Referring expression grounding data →
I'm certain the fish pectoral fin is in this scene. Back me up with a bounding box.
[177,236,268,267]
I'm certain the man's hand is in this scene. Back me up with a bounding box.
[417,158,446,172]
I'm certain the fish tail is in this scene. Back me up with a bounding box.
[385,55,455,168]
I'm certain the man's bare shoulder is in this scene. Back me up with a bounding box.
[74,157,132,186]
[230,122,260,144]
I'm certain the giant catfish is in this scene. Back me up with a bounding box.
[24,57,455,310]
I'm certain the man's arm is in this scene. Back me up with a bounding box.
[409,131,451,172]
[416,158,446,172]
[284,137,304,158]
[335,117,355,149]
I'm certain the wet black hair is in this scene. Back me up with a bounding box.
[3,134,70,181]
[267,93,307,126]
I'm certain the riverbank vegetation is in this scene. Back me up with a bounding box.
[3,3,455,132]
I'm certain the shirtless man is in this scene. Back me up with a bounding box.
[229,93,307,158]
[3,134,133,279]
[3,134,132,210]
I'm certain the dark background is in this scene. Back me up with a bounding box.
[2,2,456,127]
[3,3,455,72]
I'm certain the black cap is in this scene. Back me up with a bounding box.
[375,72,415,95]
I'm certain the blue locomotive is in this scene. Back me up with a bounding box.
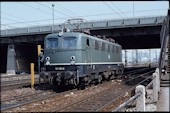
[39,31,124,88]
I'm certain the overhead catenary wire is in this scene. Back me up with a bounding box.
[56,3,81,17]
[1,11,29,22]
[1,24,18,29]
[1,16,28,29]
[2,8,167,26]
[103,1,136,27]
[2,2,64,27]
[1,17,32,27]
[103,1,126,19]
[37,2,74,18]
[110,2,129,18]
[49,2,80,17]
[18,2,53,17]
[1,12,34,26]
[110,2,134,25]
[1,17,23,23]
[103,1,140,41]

What is expected → Write out each entry word for word, images excluded.

Result for this task →
I'm certain the fish pectoral fin is in this scene. Back me up with a bounding box.
[177,236,268,267]
I'm certain the man's hand is in this scene. Back me up with a bounding box.
[417,158,446,172]
I'm certain the fish tail is in this scene. Back me up with a bounding box.
[385,55,455,168]
I'm certain the man's bare shoulder is in this scene. Back me up with a bounding box.
[74,157,132,186]
[230,122,260,144]
I'm certain the giant catfish is in this scene. Back me up with a bounding box.
[24,57,455,310]
I'm certain the man's arm is in this scene. Back me up with a bounding box.
[409,131,451,172]
[416,158,446,172]
[284,137,304,158]
[335,117,355,149]
I'm certain the wet black hair is in this scene. Back me up with a bounding box.
[3,134,70,181]
[267,93,307,126]
I'm certain the riverbank vegetation is in this scene. Back me up with a bounding box.
[3,3,455,132]
I'm certain the shirtless man is in this scene. Back me up with a bounding box.
[229,93,307,158]
[3,134,133,279]
[3,134,132,210]
I'm certain the dark background is in this scene. Back me up with a bounding box.
[2,2,456,127]
[3,3,455,72]
I'm certain the black cap is in this scene. Back me up with a bounding box.
[375,72,415,95]
I'm certain the blue locomotive is in this scene. Back me up with a bounding box.
[39,31,124,88]
I'm certain the overhead catenary wire is in this scene. Back me up with a bounding box.
[56,3,81,17]
[1,11,29,22]
[1,24,18,29]
[1,16,28,29]
[2,8,167,26]
[103,1,136,27]
[2,2,64,27]
[1,17,32,27]
[103,1,126,19]
[37,2,74,18]
[110,2,129,18]
[49,2,80,17]
[18,2,53,17]
[1,12,34,26]
[110,2,134,25]
[1,17,23,23]
[103,1,140,41]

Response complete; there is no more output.